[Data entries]
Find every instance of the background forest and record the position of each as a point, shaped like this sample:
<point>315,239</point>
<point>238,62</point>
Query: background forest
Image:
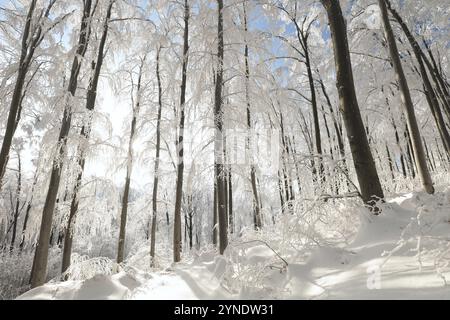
<point>251,133</point>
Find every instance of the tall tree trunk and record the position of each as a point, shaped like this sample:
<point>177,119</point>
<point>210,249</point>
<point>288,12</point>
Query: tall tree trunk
<point>256,207</point>
<point>407,102</point>
<point>17,206</point>
<point>156,164</point>
<point>177,243</point>
<point>218,141</point>
<point>39,272</point>
<point>85,134</point>
<point>126,191</point>
<point>431,96</point>
<point>24,64</point>
<point>362,157</point>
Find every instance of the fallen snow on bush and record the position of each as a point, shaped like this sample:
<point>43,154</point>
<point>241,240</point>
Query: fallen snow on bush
<point>402,254</point>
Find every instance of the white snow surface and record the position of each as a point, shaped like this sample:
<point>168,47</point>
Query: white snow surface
<point>402,254</point>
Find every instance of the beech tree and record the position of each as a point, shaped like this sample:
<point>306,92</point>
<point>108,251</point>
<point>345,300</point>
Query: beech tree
<point>407,101</point>
<point>368,179</point>
<point>39,271</point>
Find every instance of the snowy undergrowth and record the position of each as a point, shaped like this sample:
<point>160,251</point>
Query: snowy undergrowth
<point>333,249</point>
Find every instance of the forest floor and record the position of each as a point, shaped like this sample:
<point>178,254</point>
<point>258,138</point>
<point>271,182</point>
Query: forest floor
<point>402,254</point>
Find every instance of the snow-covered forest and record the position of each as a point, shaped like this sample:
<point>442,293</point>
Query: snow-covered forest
<point>224,149</point>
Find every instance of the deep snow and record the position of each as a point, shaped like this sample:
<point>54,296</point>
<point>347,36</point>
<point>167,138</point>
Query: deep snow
<point>402,254</point>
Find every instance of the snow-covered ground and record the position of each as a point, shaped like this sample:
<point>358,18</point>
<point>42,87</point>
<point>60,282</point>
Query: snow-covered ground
<point>402,254</point>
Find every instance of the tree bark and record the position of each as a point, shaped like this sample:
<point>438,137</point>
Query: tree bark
<point>156,164</point>
<point>362,157</point>
<point>130,159</point>
<point>85,134</point>
<point>429,91</point>
<point>177,243</point>
<point>407,102</point>
<point>24,64</point>
<point>39,272</point>
<point>256,207</point>
<point>17,206</point>
<point>218,150</point>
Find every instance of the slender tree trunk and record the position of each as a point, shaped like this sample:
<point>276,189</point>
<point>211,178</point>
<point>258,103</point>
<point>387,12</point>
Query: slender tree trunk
<point>130,159</point>
<point>39,272</point>
<point>218,120</point>
<point>85,135</point>
<point>256,207</point>
<point>362,157</point>
<point>24,63</point>
<point>215,214</point>
<point>407,101</point>
<point>156,164</point>
<point>17,206</point>
<point>177,243</point>
<point>429,91</point>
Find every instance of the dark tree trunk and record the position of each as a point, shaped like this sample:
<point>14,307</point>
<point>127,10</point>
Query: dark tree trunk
<point>407,102</point>
<point>26,56</point>
<point>17,206</point>
<point>156,164</point>
<point>218,141</point>
<point>429,91</point>
<point>39,272</point>
<point>362,157</point>
<point>177,243</point>
<point>85,134</point>
<point>256,207</point>
<point>126,192</point>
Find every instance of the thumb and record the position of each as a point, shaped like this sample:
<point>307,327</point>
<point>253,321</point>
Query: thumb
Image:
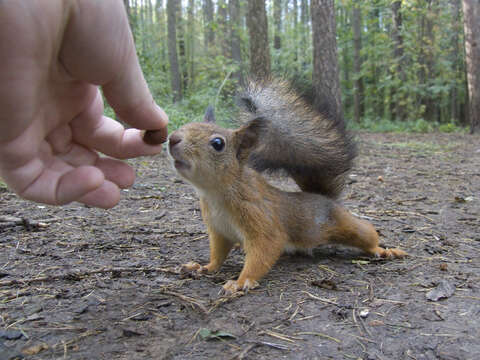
<point>99,49</point>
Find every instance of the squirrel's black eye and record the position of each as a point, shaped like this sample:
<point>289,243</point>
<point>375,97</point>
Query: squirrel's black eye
<point>217,143</point>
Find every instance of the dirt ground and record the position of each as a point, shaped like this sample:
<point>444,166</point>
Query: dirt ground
<point>83,283</point>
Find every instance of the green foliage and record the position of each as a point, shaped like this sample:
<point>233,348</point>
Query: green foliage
<point>417,126</point>
<point>420,92</point>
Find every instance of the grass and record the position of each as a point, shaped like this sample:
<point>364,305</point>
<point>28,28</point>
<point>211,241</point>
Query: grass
<point>410,126</point>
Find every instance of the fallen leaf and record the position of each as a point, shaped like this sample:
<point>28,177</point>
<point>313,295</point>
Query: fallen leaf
<point>35,349</point>
<point>130,333</point>
<point>325,284</point>
<point>207,334</point>
<point>360,262</point>
<point>10,334</point>
<point>443,290</point>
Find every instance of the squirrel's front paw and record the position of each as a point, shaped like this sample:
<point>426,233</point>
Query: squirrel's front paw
<point>193,266</point>
<point>389,253</point>
<point>232,286</point>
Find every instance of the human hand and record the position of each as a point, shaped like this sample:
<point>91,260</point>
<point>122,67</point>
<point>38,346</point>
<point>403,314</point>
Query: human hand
<point>54,55</point>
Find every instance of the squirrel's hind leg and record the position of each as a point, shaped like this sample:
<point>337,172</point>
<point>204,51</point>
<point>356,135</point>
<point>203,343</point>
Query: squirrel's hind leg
<point>219,249</point>
<point>351,231</point>
<point>261,253</point>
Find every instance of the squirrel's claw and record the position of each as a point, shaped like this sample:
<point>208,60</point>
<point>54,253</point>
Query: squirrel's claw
<point>193,266</point>
<point>232,286</point>
<point>380,252</point>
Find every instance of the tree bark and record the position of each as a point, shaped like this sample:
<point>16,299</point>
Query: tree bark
<point>325,63</point>
<point>258,32</point>
<point>304,30</point>
<point>397,102</point>
<point>222,26</point>
<point>163,38</point>
<point>190,41</point>
<point>455,6</point>
<point>208,21</point>
<point>359,93</point>
<point>471,16</point>
<point>277,20</point>
<point>182,46</point>
<point>172,50</point>
<point>235,25</point>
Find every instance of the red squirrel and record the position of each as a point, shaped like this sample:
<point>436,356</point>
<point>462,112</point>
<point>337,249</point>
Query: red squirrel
<point>281,131</point>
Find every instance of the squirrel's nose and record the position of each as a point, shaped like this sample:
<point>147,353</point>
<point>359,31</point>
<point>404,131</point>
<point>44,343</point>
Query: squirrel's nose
<point>174,139</point>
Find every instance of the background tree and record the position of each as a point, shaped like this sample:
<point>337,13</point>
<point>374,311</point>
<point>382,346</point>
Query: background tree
<point>471,11</point>
<point>235,40</point>
<point>277,20</point>
<point>258,33</point>
<point>401,64</point>
<point>172,50</point>
<point>325,64</point>
<point>358,95</point>
<point>208,12</point>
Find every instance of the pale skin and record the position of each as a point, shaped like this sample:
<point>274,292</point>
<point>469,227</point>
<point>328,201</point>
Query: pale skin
<point>54,56</point>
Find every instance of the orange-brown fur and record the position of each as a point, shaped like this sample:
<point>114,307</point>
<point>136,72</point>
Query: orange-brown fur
<point>238,205</point>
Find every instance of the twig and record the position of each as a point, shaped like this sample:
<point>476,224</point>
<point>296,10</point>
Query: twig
<point>77,275</point>
<point>319,334</point>
<point>241,355</point>
<point>189,299</point>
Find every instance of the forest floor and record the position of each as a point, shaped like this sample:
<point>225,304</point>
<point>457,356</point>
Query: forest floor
<point>83,283</point>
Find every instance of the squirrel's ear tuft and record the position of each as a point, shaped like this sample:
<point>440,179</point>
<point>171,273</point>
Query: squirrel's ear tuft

**WHAT YOU SHOULD DO**: Can you reproduce all of the records above word for word, leaving the pictures out of your copy?

**TASK ANSWER**:
Find every instance of the background forest and record the position of each as a point, shaped like this sample:
<point>315,239</point>
<point>238,62</point>
Query: background forest
Image:
<point>251,133</point>
Find every instance of the tall tree trunk and record the position of each as a point, shaped like this sample:
<point>177,119</point>
<point>210,249</point>
<point>288,12</point>
Query: tall tree trunk
<point>256,207</point>
<point>407,102</point>
<point>17,206</point>
<point>156,164</point>
<point>177,243</point>
<point>218,141</point>
<point>39,272</point>
<point>85,134</point>
<point>126,191</point>
<point>431,96</point>
<point>24,64</point>
<point>362,157</point>
Find every instance of the fallen snow on bush and record the position of each as a point, shaped like this sample:
<point>43,154</point>
<point>241,240</point>
Query: fallen snow on bush
<point>402,254</point>
Find every instance of the white snow surface and record the position of each as a point, shaped like this sample:
<point>168,47</point>
Query: white snow surface
<point>402,254</point>
Find every instance of the beech tree and record the position of each as a point, shaped like this sample:
<point>306,92</point>
<point>108,251</point>
<point>345,300</point>
Query: beech tree
<point>407,101</point>
<point>368,179</point>
<point>39,271</point>
Find every instance of the snowy undergrowth and record the position of each as a point, shaped like this sample:
<point>160,251</point>
Query: snowy undergrowth
<point>333,249</point>
Find every instance of the forest floor and record the position of each as a point, shaped like this sample:
<point>178,254</point>
<point>258,138</point>
<point>271,182</point>
Query: forest floor
<point>402,254</point>
Find every instance of the snow-covered forest and record the position of each as a point, shaped like this sample:
<point>442,293</point>
Query: snow-covered forest
<point>224,149</point>
Find every instance of the deep snow and record the position of each as a point, shaped like this sample:
<point>54,296</point>
<point>347,36</point>
<point>167,138</point>
Query: deep snow
<point>402,254</point>
Find every instance of the snow-covered ground and record the position of each as a point, shaped like this sample:
<point>358,18</point>
<point>42,87</point>
<point>60,282</point>
Query: snow-covered ground
<point>402,254</point>
Find every instance of the tree bark and record the position of each as a point, shaped like this sample:
<point>438,137</point>
Query: tree bark
<point>156,164</point>
<point>362,157</point>
<point>130,159</point>
<point>85,134</point>
<point>429,91</point>
<point>177,243</point>
<point>407,102</point>
<point>24,64</point>
<point>39,272</point>
<point>256,207</point>
<point>17,206</point>
<point>218,150</point>
Find every instance of the slender tree trunk and record the position of each as a point, shaped like this sample:
<point>276,189</point>
<point>211,178</point>
<point>258,103</point>
<point>387,12</point>
Query: slender tree trunk
<point>130,159</point>
<point>39,272</point>
<point>218,120</point>
<point>85,135</point>
<point>256,207</point>
<point>362,157</point>
<point>24,63</point>
<point>215,214</point>
<point>407,101</point>
<point>156,164</point>
<point>17,206</point>
<point>177,243</point>
<point>429,91</point>
Find every instance of the dark tree trunk and record the position of each as a point, shaped like this sample:
<point>14,307</point>
<point>127,10</point>
Query: dark tree trunk
<point>407,102</point>
<point>26,56</point>
<point>17,206</point>
<point>156,164</point>
<point>218,141</point>
<point>429,91</point>
<point>39,272</point>
<point>362,157</point>
<point>177,243</point>
<point>85,134</point>
<point>256,207</point>
<point>126,192</point>
Find every instance of the thumb and record the position of each as a point, shaped like this sample:
<point>307,327</point>
<point>253,321</point>
Query: thumb
Image:
<point>99,49</point>
Find every instance of the squirrel's black eye and record the position of each as a point, shaped like this sample:
<point>289,243</point>
<point>375,97</point>
Query: squirrel's black eye
<point>217,143</point>
Find every instance of the dirt ground and record the position of each as a point, shaped like this sample:
<point>444,166</point>
Query: dirt ground
<point>83,283</point>
Find every instance of the green foliage and record the position of each as a point, shaped like this sample:
<point>233,348</point>
Query: green foliage
<point>417,126</point>
<point>420,92</point>
Find every instance of the grass and record the position of each as a point, shaped like this sample:
<point>364,305</point>
<point>28,28</point>
<point>211,241</point>
Query: grass
<point>410,126</point>
Find every instance of the fallen leaf and record the position of each as a point, shaped like this sample:
<point>28,177</point>
<point>313,295</point>
Query: fallen leaf
<point>35,349</point>
<point>130,333</point>
<point>325,284</point>
<point>207,334</point>
<point>360,262</point>
<point>10,334</point>
<point>443,290</point>
Find every instance of the squirrel's front paw and record the position of each as a point, shaped like this sample:
<point>426,233</point>
Query: squirrel's front paw
<point>193,266</point>
<point>389,253</point>
<point>232,286</point>
Find every instance of the human hand and record the position of each as a point, shaped like this sample:
<point>91,260</point>
<point>122,67</point>
<point>38,346</point>
<point>403,314</point>
Query: human hand
<point>54,55</point>
Find every instance of the squirrel's hind leg and record the position of each as a point, shaped like this sample:
<point>337,172</point>
<point>204,51</point>
<point>356,135</point>
<point>203,343</point>
Query: squirrel's hind leg
<point>219,249</point>
<point>351,231</point>
<point>261,253</point>
Find every instance of the squirrel's claw and record the position of each as a point, shaped like this sample:
<point>208,60</point>
<point>54,253</point>
Query: squirrel's claw
<point>193,266</point>
<point>232,286</point>
<point>380,252</point>
Find every instance of the tree bark and record the position of each as a point, shaped like this sample:
<point>16,299</point>
Query: tree bark
<point>325,63</point>
<point>258,32</point>
<point>304,30</point>
<point>397,102</point>
<point>222,26</point>
<point>163,38</point>
<point>190,41</point>
<point>455,6</point>
<point>208,21</point>
<point>359,93</point>
<point>471,16</point>
<point>277,20</point>
<point>182,46</point>
<point>172,50</point>
<point>235,25</point>
Find every instance of the red squirrel and record the position of each as a point, shaped like this sample:
<point>436,356</point>
<point>462,112</point>
<point>337,249</point>
Query: red squirrel
<point>281,131</point>
Find every instance of the squirrel's nose and record the position of each as a point, shaped like this sample:
<point>147,353</point>
<point>359,31</point>
<point>404,131</point>
<point>44,343</point>
Query: squirrel's nose
<point>174,139</point>
Find every instance of the background tree and record the position of each as a point, shaped like this sample:
<point>337,13</point>
<point>374,311</point>
<point>382,346</point>
Query: background tree
<point>471,11</point>
<point>235,40</point>
<point>277,20</point>
<point>258,33</point>
<point>401,64</point>
<point>172,50</point>
<point>325,64</point>
<point>358,95</point>
<point>208,12</point>
Find every instance of the pale skin and record the position of each as a point, shaped like this sample:
<point>274,292</point>
<point>469,227</point>
<point>328,201</point>
Query: pale skin
<point>54,56</point>
Find every instance of the orange-brown fur and record the position of each as a point, shaped like this sample:
<point>114,307</point>
<point>136,72</point>
Query: orange-brown fur
<point>238,205</point>
Find every instance of the twig and record the position of each as a point, shaped like this sample:
<point>476,224</point>
<point>296,10</point>
Query: twig
<point>77,275</point>
<point>319,334</point>
<point>241,355</point>
<point>189,299</point>
Find every instance of the forest floor and record the position of each as a point, shaped like this sample:
<point>225,304</point>
<point>457,356</point>
Query: forest floor
<point>83,283</point>
Find every instance of the squirrel's ear tuft and record the position of each as a point, shaped like this sample:
<point>440,179</point>
<point>171,273</point>
Query: squirrel's ear tuft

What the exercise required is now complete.